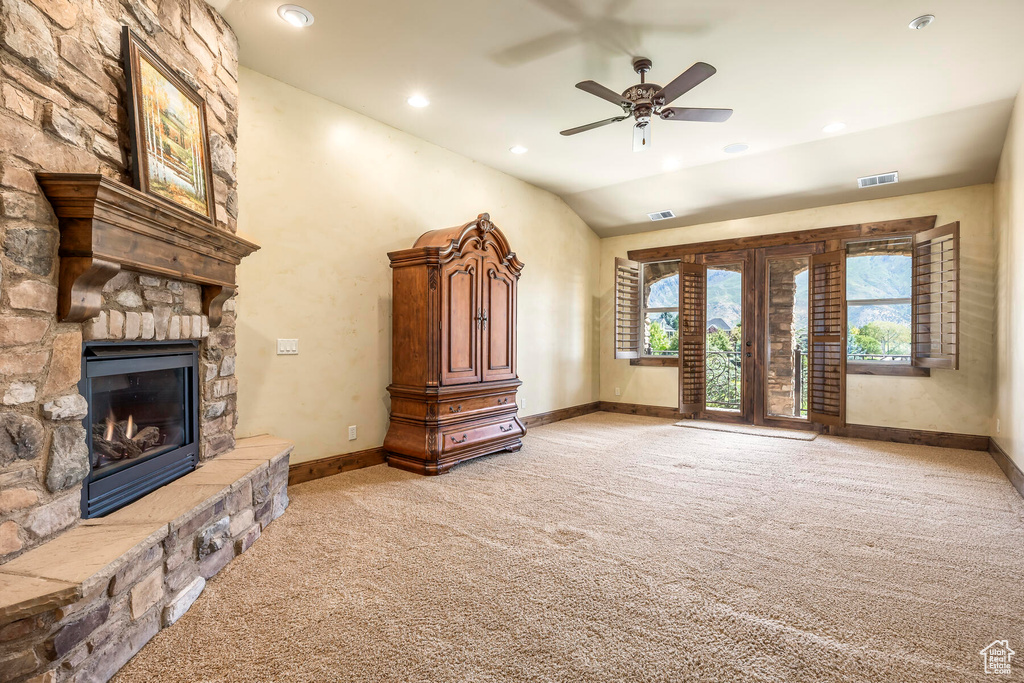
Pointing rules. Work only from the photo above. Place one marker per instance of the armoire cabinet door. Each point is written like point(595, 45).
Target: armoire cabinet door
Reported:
point(499, 328)
point(461, 309)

════════════════

WHAT THE EXERCISE ASKS |
Within the records above, count each line holding "door". Write down only the number.

PROBLEM SOLUTION |
2